(Stored entries)

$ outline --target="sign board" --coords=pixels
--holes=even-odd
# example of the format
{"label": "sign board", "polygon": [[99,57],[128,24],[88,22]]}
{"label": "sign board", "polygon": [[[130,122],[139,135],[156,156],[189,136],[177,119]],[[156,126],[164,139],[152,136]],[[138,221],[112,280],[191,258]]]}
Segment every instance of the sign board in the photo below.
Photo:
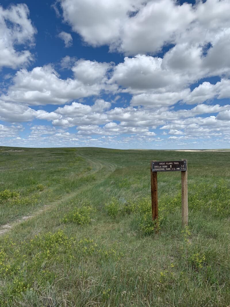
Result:
{"label": "sign board", "polygon": [[187,161],[151,161],[152,172],[184,172],[187,170]]}
{"label": "sign board", "polygon": [[152,218],[158,218],[157,173],[159,172],[180,172],[181,173],[181,204],[182,225],[188,225],[188,178],[187,160],[150,161]]}

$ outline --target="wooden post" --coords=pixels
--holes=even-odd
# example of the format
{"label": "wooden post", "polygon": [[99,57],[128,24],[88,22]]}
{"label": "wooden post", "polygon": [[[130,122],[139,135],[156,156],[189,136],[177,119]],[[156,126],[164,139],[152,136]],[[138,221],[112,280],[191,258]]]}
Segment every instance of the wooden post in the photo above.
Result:
{"label": "wooden post", "polygon": [[[185,159],[183,161],[187,161]],[[187,170],[181,172],[181,201],[182,215],[182,226],[183,227],[188,225],[188,165]]]}
{"label": "wooden post", "polygon": [[[155,160],[152,160],[153,161]],[[153,221],[158,218],[158,201],[157,198],[157,173],[152,172],[152,161],[150,161],[151,171],[151,198],[152,200],[152,218]]]}

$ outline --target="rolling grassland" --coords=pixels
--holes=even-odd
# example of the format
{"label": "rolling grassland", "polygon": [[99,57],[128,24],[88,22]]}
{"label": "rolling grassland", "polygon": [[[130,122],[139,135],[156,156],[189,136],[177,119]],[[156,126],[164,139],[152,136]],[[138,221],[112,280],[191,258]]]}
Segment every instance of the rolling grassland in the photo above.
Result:
{"label": "rolling grassland", "polygon": [[[150,161],[183,158],[189,226],[180,172],[154,223]],[[0,147],[0,172],[1,306],[230,305],[230,152]]]}

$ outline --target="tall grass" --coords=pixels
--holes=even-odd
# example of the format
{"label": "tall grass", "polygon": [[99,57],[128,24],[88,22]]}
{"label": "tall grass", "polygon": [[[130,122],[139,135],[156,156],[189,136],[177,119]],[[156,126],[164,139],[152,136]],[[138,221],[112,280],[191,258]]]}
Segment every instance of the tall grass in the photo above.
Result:
{"label": "tall grass", "polygon": [[[2,223],[36,215],[0,239],[0,305],[230,304],[229,153],[1,149]],[[189,226],[179,173],[159,173],[153,223],[149,161],[185,158]]]}

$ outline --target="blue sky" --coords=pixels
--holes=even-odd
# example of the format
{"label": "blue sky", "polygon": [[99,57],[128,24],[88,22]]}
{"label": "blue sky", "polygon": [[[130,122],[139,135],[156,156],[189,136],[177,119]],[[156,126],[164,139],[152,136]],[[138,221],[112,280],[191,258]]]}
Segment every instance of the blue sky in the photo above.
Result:
{"label": "blue sky", "polygon": [[0,145],[230,147],[229,0],[0,3]]}

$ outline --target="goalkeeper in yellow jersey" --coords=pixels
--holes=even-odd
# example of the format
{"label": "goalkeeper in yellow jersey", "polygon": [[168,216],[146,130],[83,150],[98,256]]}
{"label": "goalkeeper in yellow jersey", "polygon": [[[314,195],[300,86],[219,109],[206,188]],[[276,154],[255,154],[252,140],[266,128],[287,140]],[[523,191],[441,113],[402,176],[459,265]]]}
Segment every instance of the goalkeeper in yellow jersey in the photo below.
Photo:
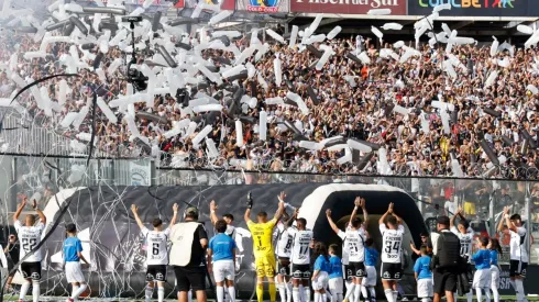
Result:
{"label": "goalkeeper in yellow jersey", "polygon": [[251,208],[253,208],[253,199],[251,193],[248,195],[248,210],[245,211],[245,222],[249,231],[253,236],[253,254],[256,266],[256,297],[258,302],[263,301],[264,293],[264,277],[267,279],[270,300],[275,302],[277,292],[275,290],[275,251],[273,249],[272,236],[273,227],[283,215],[285,210],[285,192],[278,195],[279,205],[274,217],[267,221],[267,213],[262,211],[256,215],[257,223],[251,220]]}

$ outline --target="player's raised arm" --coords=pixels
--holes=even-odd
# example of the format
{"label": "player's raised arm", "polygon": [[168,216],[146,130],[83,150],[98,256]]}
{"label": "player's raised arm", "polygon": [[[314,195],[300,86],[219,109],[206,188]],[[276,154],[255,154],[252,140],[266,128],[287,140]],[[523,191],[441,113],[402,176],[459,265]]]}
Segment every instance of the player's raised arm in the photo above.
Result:
{"label": "player's raised arm", "polygon": [[367,228],[369,213],[366,212],[366,201],[364,198],[361,199],[361,210],[363,211],[363,224],[365,224],[365,228]]}
{"label": "player's raised arm", "polygon": [[389,206],[387,208],[387,211],[384,213],[384,215],[382,215],[382,217],[380,217],[378,225],[385,224],[385,219],[389,214],[393,214],[393,202],[389,203]]}
{"label": "player's raised arm", "polygon": [[283,216],[283,213],[285,212],[285,198],[286,198],[285,191],[280,192],[280,194],[277,198],[279,200],[279,205],[277,211],[275,212],[275,216],[273,216],[275,221],[280,220],[280,216]]}
{"label": "player's raised arm", "polygon": [[176,221],[178,220],[178,204],[174,203],[173,205],[173,219],[170,220],[170,225],[168,225],[168,228],[173,227],[173,225],[176,224]]}
{"label": "player's raised arm", "polygon": [[28,198],[26,198],[26,197],[24,197],[24,198],[22,199],[21,204],[19,204],[19,208],[16,208],[16,211],[15,211],[15,213],[13,214],[13,221],[18,221],[18,220],[19,220],[19,216],[21,215],[22,210],[24,210],[24,206],[26,206],[26,200],[28,200]]}
{"label": "player's raised arm", "polygon": [[212,200],[210,202],[210,220],[211,220],[212,225],[216,225],[216,222],[219,220],[219,217],[217,216],[217,213],[216,213],[217,209],[218,209],[218,206],[216,204],[216,201]]}
{"label": "player's raised arm", "polygon": [[505,219],[505,224],[507,224],[507,228],[509,228],[515,233],[518,233],[517,226],[510,221],[509,206],[504,208],[504,219]]}
{"label": "player's raised arm", "polygon": [[331,226],[331,230],[333,230],[333,232],[336,232],[336,234],[339,234],[339,231],[341,231],[341,230],[339,230],[337,224],[331,219],[331,210],[330,209],[326,210],[326,217],[328,217],[328,223],[329,223],[329,226]]}
{"label": "player's raised arm", "polygon": [[355,215],[358,215],[358,209],[360,209],[360,206],[361,206],[361,198],[356,197],[354,200],[354,210],[350,215],[350,221],[348,222],[348,225],[352,225],[352,221],[355,219]]}
{"label": "player's raised arm", "polygon": [[40,216],[40,220],[41,220],[41,223],[43,224],[46,224],[47,223],[47,217],[45,216],[45,214],[43,214],[43,212],[37,208],[37,201],[34,201],[32,202],[32,209],[34,209],[34,211],[37,213],[37,216]]}
{"label": "player's raised arm", "polygon": [[139,217],[139,206],[131,204],[131,212],[133,212],[133,216],[139,227],[144,228],[144,224],[142,223],[141,217]]}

● **Written problem**
Return each line from the rows above that contains the string "pixels".

● **Final answer**
$ outline --target="sign board" --coords=pixels
$ outline --target="wooden post" --coords=pixels
$ outline --target="rolling grassland" --coords=pixels
$ outline --target="tall grass" --coords=pixels
$ outline --target="blue sky" --coords=pixels
$ outline --target="goalkeeper in yellow jersey" --coords=pixels
$ outline --target="player's raised arm" --coords=pixels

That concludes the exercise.